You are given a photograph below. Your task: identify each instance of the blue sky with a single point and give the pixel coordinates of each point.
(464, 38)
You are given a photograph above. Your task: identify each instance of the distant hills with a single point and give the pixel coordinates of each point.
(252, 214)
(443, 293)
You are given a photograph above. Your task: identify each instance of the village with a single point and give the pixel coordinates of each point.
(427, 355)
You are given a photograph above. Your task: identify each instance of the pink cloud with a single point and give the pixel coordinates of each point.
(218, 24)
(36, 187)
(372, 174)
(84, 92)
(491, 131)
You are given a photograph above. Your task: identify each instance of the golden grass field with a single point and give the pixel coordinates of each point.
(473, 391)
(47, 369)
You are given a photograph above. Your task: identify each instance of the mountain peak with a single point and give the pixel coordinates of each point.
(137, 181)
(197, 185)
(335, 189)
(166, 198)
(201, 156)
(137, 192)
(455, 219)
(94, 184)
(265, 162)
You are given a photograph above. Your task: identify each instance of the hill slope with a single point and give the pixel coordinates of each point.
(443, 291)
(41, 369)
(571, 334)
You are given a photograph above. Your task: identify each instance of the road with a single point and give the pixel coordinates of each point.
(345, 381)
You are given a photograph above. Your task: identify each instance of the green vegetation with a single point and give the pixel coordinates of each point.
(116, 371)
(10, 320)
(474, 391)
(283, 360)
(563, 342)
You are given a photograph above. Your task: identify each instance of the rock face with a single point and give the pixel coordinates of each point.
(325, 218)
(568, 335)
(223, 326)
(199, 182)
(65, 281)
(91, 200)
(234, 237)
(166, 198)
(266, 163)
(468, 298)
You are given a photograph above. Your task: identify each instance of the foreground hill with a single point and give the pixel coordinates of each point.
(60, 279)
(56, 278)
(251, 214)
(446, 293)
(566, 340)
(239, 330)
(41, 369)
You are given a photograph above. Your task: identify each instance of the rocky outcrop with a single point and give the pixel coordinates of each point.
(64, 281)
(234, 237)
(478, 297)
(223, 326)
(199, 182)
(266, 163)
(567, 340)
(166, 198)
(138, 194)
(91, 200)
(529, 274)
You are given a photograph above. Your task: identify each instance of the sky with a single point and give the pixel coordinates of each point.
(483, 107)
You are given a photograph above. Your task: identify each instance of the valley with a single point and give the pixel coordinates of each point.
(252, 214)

──────────

*Written request*
Could you reproduce the data above word for word, every line from the first to the last?

*Full response*
You are given a photograph below. Your task: identify each instance of the blue sky with a single point and give the pixel coordinates of each point.
(464, 38)
You are given a photograph above. Your task: identify each instance of the distant hills with a single point and give the pixel coordinates of each point.
(252, 214)
(443, 293)
You are given a photograph above. Your task: identify each instance of the village with a single point and give the pixel coordinates of each point.
(427, 355)
You are given a photograph above. Your task: identify each instance of the pink cloud with a single point and give the pixel coordinates of each point.
(218, 24)
(36, 187)
(372, 174)
(84, 92)
(491, 131)
You are given a photograph above. Your task: identify each instance of the golden grass field with a single point and give the pixel coordinates of each point.
(473, 391)
(47, 369)
You are given a photograph above. Your task: identify each instance of the mountain peak with a single point and give the pixel coordinates of each point.
(137, 181)
(197, 185)
(335, 189)
(166, 198)
(201, 156)
(137, 192)
(455, 219)
(94, 184)
(265, 162)
You are given a photograph above. Your task: identify each instance of the hill slope with a single point and give the pixel coordinates of each point.
(443, 291)
(41, 369)
(571, 334)
You are given a photograph above. Your task: identify each instance of the road with a single point and give the pixel coordinates of each point.
(345, 381)
You are given a photograph above. Your task: identify each instance of the green vegetation with a single point and give the pixel coordinates of each point.
(116, 371)
(10, 320)
(474, 391)
(283, 360)
(563, 342)
You are given a photograph above. Your task: identify each instance of the rock face with a single point and give the pixel coordinates of each point.
(325, 218)
(568, 335)
(223, 326)
(199, 182)
(65, 281)
(91, 200)
(234, 237)
(166, 198)
(266, 163)
(468, 298)
You are given a photograph above. Your task: identify each instance of the foreground hill with a single point and give the pixel coordinates of each point.
(60, 279)
(56, 278)
(251, 214)
(446, 293)
(566, 340)
(239, 330)
(41, 369)
You are given a photograph above. Your task: identify each instance of the rocky outcrop with a single point and give the pixel coordinates of each point.
(64, 281)
(234, 237)
(478, 297)
(223, 326)
(199, 182)
(266, 163)
(567, 340)
(166, 198)
(138, 194)
(91, 200)
(529, 274)
You are given a photograph above. Your task: identify each instance of the sky with a single point and give the pixel coordinates of each point.
(483, 107)
You are given a photograph above. Your task: identify each instance of the valley with a single point and give the pixel coordinates of each point.
(252, 214)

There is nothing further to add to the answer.